## [Excerpted text]

____________

Assignment 4: Question duplicates

Welcome to the fourth assignment of course 3. In this assignment you will explore Siamese networks applied to natural language processing. You will further explore the fundamentals of Trax and you will be able to implement a more complicated structure using it. By completing this assignment, you will learn how to implement models with different architectures.

Outline

Overview
Part 1: Importing the Data
Part 2: Defining the Siamese model
- 2.1 Understanding Siamese Network
  - Exercise 02
- 2.2 Hard Negative Mining
  - Exercise 03
Part 3: Training
- 3.1 Training the model
  - Exercise 04
Part 4: Evaluation
- 4.1 Evaluating your siamese network
- 4.2 Classify
  - Exercise 05
Part 5: Testing with your own questions
- Exercise 06
On Siamese networks

Overview

In this assignment, concretely you will:

Learn about Siamese networks
Understand how the triplet loss works
Understand how to evaluate accuracy
Use cosine similarity between the model's outputted vectors
Use the data generator to get batches of questions
Predict using your own model

By now, you are familiar with trax and know how to make use of classes to define your model. We will start this homework by asking you to preprocess the data the same way you did in the previous assignments. After processing the data you will build a classifier that will allow you to identify whether to questions are the same or not.
alt

You will process the data first and then pad in a similar way you have done in the previous assignment. Your model will take in the two question embeddings, run them through an LSTM, and then compare the outputs of the two sub networks using cosine similarity. Before taking a deep dive into the model, start by importing the data set.

____________

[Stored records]
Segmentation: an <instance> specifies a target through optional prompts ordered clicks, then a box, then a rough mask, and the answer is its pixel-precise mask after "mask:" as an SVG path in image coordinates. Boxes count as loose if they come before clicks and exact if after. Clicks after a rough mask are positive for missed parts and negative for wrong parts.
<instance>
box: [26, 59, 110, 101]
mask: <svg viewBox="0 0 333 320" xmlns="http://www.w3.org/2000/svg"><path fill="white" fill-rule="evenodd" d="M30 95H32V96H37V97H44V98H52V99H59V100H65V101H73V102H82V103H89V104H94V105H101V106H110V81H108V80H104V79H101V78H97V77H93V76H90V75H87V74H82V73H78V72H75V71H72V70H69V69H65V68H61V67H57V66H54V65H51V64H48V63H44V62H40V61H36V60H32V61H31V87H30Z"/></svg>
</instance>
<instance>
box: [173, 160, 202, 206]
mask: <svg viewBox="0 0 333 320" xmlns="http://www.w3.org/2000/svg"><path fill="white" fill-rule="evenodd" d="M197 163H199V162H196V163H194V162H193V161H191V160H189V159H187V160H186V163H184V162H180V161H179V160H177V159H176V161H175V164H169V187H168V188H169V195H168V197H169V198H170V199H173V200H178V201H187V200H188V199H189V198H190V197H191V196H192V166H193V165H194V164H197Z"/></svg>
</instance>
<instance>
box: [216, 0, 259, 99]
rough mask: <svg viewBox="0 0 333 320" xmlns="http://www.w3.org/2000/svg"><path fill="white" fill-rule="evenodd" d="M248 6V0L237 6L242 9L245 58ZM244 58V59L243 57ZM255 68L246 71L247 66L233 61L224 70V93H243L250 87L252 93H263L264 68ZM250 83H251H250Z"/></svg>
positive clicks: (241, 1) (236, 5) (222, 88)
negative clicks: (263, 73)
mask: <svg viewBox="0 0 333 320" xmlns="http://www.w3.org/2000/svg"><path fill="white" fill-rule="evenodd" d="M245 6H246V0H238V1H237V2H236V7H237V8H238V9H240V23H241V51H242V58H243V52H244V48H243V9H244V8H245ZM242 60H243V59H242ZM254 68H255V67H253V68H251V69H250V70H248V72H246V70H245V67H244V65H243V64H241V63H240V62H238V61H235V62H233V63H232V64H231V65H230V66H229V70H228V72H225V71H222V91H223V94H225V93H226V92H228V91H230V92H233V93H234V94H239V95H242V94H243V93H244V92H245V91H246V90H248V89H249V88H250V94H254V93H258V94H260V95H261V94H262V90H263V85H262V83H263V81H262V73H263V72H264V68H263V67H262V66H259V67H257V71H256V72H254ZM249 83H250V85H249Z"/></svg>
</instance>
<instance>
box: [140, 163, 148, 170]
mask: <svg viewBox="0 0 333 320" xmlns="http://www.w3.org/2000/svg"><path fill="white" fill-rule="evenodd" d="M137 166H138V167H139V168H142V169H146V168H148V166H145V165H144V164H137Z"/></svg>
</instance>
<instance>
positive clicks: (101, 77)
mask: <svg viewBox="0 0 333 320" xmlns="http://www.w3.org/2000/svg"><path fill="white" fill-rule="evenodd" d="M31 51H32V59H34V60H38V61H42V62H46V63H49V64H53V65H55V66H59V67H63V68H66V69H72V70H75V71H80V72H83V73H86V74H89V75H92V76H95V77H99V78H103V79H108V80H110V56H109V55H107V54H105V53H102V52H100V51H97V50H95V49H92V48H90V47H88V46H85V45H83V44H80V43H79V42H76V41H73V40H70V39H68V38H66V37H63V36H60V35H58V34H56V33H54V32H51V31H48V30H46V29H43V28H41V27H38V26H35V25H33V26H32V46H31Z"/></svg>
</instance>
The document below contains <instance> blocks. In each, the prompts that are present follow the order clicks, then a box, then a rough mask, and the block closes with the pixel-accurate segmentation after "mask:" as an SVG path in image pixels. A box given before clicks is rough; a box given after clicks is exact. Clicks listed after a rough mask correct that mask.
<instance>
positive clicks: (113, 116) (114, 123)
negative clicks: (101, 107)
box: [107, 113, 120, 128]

____________

## [Parts of the exercise]
**a.** In the Siamese network assignment text, what does the model use to compare the outputs of its two sub networks?
**b.** Duplicate the Siamese network assignment text from "In this assignment, concretely" up to and including "same or not.".
**c.** Go on with the Siamese network assignment text from the point where it stops.

## [Task-by-task answers]
**a.** Cosine similarity.

**b.**
In this assignment, concretely you will:

Learn about Siamese networks
Understand how the triplet loss works
Understand how to evaluate accuracy
Use cosine similarity between the model's outputted vectors
Use the data generator to get batches of questions
Predict using your own model

By now, you are familiar with trax and know how to make use of classes to define your model. We will start this homework by asking you to preprocess the data the same way you did in the previous assignments. After processing the data you will build a classifier that will allow you to identify whether to questions are the same or not.

**c.**
Part 1: Importing the Data

1.1 Loading in the data

You will be using the Quora question answer dataset to build a model that could identify similar questions. This is a useful task because you don't want to have several versions of the same question posted. Several times when teaching I end up responding to similar questions on piazza, or on other community forums. This data set has been labeled for you. Run the cell below to import some of the packages you will be using.

import os
import nltk
import trax
from trax import layers as tl
from trax.supervised import training
from trax.fastmath import numpy as fastnp
import numpy as np
import pandas as pd
import random as rnd

# set random seeds
trax.supervised.trainer_lib.init_random_number_generators(34)
rnd.seed(34)

INFO:tensorflow:tokens_length=568 inputs_length=512 targets_length=114 noise_density=0.15 mean_noise_span_length=3.0

Notice that for this assignment Trax's numpy is referred to as fastnp, while regular numpy is referred to as np.

You will now load in the data set. We have done some preprocessing for you. If you have taken the deeplearning specialization, this is a slightly different training method than the one you have seen there. If you have not, then don't worry about it, we will explain everything.

data = pd.read_csv("questions.csv")
N=len(data)
print('Number of question pairs: ', N)
data.head()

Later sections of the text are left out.